Entries from a point annotation set:
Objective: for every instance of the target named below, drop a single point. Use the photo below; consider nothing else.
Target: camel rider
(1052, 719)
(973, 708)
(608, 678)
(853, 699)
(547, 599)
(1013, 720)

Requirements = Render every line of the records above as a JSON list of strings, one string per line, leaving out any blank lines.

Solution =
[
  "Objective: for every instance of the target named below, drop a single point. Use the photo below; consider nothing else.",
  "Target: camel rider",
  "(1052, 719)",
  "(973, 708)",
  "(608, 678)",
  "(853, 699)",
  "(547, 599)",
  "(1013, 720)"
]